## AUFGABEN
**A)** Beantworte diese Fragen zum Text über den Schweinehund:
(i) Was hat der nette Herr Schweinehund gebucht?
(ii) Welche Bilder umhüllen die Erzählperson tagein tagaus?
(iii) Was hat das Sofa womöglich zusammen mit der Uhrumstellung verliehen bekommen?
**B)** Wovon schwärmt laut dem Text über den Schweinehund alle Welt? Nenne alles, was dort aufgezählt wird.
**C)** Schreib den Text über den Schweinehund nach seinem letzten Satz weiter.

===== LESETEXT

Mein Name ist Hund. Schweinehund.

Während alle Welt von Movember, Mittagspausenläufen und Fit-before-christmas Challenges schwärmt, scheint bei mir der nette Herr Schweinehund ein Winter-Dauerabo gebucht zu haben.

Trotz aller Überredungskünste, bleibt Monsieur de la Schweinehund beständig an meiner Seite:

„Ich kann Sie leider nicht einstellen. Leider habe ich keine Arbeit für Sie…“

Schweinehund: „Och… das würde mir eigentlich nichts ausmachen.“

Während ich mir Farbfotos von Mittagspausenläufen und Traildorados angucke, umhüllen mich tagein tagaus die selben Schwarzweißbilder der Nacht. Mit jedem Augenblick wird es schwerer, mich aufzuraffen und loszulaufen.Vielleicht hat auch mein Sofa zusammen mit der Uhrumstellung magische Anziehungskräfte verliehen bekommen. Hier scheint jedenfalls irgendetwas nicht mit rechten Dingen zuzugehen.

==========
===== AUSGANGSDATEN

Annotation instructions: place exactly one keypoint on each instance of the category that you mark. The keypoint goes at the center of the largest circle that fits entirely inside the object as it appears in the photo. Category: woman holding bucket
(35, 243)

==========

## ANTWORTEN
**A)**
(i) Ein Winter-Dauerabo.
(ii) Die selben Schwarzweißbilder der Nacht.
(iii) Magische Anziehungskräfte.

**B)**
- Movember
- Mittagspausenläufe
- Fit-before-christmas Challenges

**C)**
Doch es hilft nichts…

…Zumindest dann nicht, wenn ich nicht schon im November meinen Kullerbauch durch Vieless-Sofaabende so weit trainieren möchte, dass ich im Dezember an Plätzchenwettbewerben als Probeesser teilnehmen könnte.

Deshalb, und nach langer Diskussion mit meinem Kumpelschwein, entschließe ich mich die Laufsachen suchen zu gehen und einen Dunkellauf zu starten. Nachdem T-shirt und Hose schnell gefunden sind, fehlt eigentlich nur noch die Leuchtejacke, die Mütze, Handschuhe und meine Stirnlampe, die hoffentlich noch aufgeladen ist. Und Schuhe wären auch nicht verkehrt. Nach einer gefühlten Ewigkeit stehe ich an der Haustür und bin jetzt schon fertig mit der Welt. Wer hatte nochmal die bescheuerte Idee laufen zu gehen?

Ich öffne die Tür, schleppe mich über die Schwelle und atme tief ein.

Stille.

Ich blicke nach oben und sehe ein Sternenmeer, das den gesamten Nachthimmel überdeckt. Langsam setze ich mich in Bewegung, laufe die Einfahrt hoch und die Straße herunter. Im Lichtkegel der Strirnlampe tanzt mein Atem als kleines Wölkchen vor mir her. Der warme Geruch von Feuerholz, von Winterabend steigt mir in die Nase und lässt mich unwillkürlich Lächeln.

Ich höre das Rauschen der Heizungen, sehe die ersten Lichterketten in den Fenstern hängen und bin eingehüllt in die Ruhe der Dunkelheit.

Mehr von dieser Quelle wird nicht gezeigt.